» TEXTO DADO
....

Pues Klaus Ziegler, con un fantabuloso artículo les tumba todo el discurso con el que defienden ese festejo criminal:
¡Klaus Ziegler acaba de entrar en mi lista de columnistas favoritos!
La segunda es su sendo aprecio por esa asquerosa y sucia tradición que es la tauromaquia. Cuando Petro promovió el debate sobre prohibirla, ambos utilizaron sus columnas para defenderla, como no podía ser de otra forma, a punta de falacias y sentimentalismos romanticones.
Pues Klaus Ziegler, con un fantabuloso artículo les tumba todo el discurso con el que defienden ese festejo criminal:
Tras una breve nota histórica, los autores manifiestan que “como todo arte, el del toreo no es comprendido por todo el mundo. Pero esa no es una razón para atacarlo y pretender prohibirlo con el argumento de que es cruel, detrás del cual se esconde el simple afán de prohibir los gustos y aficiones de los demás”. Es verdad que no todos pueden apreciar las sutilezas de un arte difícil como el toreo, aunque cualquiera puede advertir la brutalidad que encierra el espectáculo. El arte no exime la barbarie, ni la limpia. La crueldad de la fiesta brava es la razón para querer vetarla, y no otra. Alegar que los antitaurinos solo buscan prohibir los gustos de los demás es argumentar de manera deshonesta. Pocos comprenden o gustan de la ópera, pero ello jamás ha sido motivo de protestas. Nunca se ha visto que grupos de “antioperáticos” se paren a gritar consignas en frente del Teatro Colón, o del Festspielhaus de Bayreuth, con el solo interés de irrespetar los gustos ajenos. De otro lado, la instalación de un polémico artista costarricense, en la cual amarró un perro famélico a un poste y, como parte de la obra, lo dejó morir de hambre, sí suscitó repudio universal, el rechazo categórico de quienes tal vez comprendan poco de arte contemporáneo pero que tienen la dignidad suficiente para saber que el trato cruel hacia los animales no debe tolerarse bajo ninguna circunstancia, un principio ético elemental que los taurófilos pretender eludir con infinidad de sofismas.

....

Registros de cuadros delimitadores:

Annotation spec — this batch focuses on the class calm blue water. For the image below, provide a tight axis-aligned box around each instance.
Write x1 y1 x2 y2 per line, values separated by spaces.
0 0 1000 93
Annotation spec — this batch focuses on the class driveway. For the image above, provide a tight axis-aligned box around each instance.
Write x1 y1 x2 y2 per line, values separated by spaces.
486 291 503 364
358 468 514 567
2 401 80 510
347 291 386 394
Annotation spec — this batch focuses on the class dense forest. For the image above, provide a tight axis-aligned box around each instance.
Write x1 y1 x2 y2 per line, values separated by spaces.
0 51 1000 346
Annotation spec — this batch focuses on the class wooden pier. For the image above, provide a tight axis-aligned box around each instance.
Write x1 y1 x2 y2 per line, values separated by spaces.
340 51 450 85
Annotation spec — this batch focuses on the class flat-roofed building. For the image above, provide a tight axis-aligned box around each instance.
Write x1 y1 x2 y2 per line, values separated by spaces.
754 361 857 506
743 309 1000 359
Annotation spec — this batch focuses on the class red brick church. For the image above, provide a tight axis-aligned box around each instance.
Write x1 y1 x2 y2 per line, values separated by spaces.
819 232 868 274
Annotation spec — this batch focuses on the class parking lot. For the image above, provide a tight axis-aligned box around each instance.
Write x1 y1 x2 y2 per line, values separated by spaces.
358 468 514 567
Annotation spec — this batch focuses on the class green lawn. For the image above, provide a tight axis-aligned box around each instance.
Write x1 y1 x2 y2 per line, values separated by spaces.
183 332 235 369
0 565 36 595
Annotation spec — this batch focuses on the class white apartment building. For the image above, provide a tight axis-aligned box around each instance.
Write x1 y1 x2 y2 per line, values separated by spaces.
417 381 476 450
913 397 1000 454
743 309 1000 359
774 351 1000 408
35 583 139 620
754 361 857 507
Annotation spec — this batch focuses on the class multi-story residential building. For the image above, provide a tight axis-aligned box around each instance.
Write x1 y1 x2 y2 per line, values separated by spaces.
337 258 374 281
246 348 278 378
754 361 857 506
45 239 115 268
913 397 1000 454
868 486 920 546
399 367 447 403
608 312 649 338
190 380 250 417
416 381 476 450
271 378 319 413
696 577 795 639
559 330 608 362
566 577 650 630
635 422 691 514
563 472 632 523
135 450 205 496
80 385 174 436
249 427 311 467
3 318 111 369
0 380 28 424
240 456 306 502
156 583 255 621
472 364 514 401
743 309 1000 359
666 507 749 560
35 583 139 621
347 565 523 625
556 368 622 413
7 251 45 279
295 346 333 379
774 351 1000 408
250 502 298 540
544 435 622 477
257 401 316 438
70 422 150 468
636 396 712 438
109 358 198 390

....

» PROBLEMA PLANTEADO A
Transcribe al pie de la letra el fragmento del texto sobre la tauromaquia que comienza con las palabras "La segunda es" y concluye con "y sentimentalismos romanticones.".
» PROBLEMA PLANTEADO B
Resume en dos oraciones el texto sobre la tauromaquia.
El listado constituye un material aparte, independiente del texto.

» RESPUESTA DESARROLLADA A
La segunda es su sendo aprecio por esa asquerosa y sucia tradición que es la tauromaquia. Cuando Petro promovió el debate sobre prohibirla, ambos utilizaron sus columnas para defenderla, como no podía ser de otra forma, a punta de falacias y sentimentalismos romanticones.

» RESPUESTA DESARROLLADA B
El texto elogia un artículo de Klaus Ziegler que rebate el discurso con el que dos columnistas defendieron la tauromaquia cuando Petro promovió el debate sobre prohibirla. Según ese artículo, la crueldad de la fiesta brava es la razón para querer vetarla, y no el afán de prohibir los gustos ajenos; lo ilustra con la ópera, que nunca ha motivado protestas, y con el repudio universal que suscitó un artista costarricense que dejó morir de hambre a un perro como parte de su obra.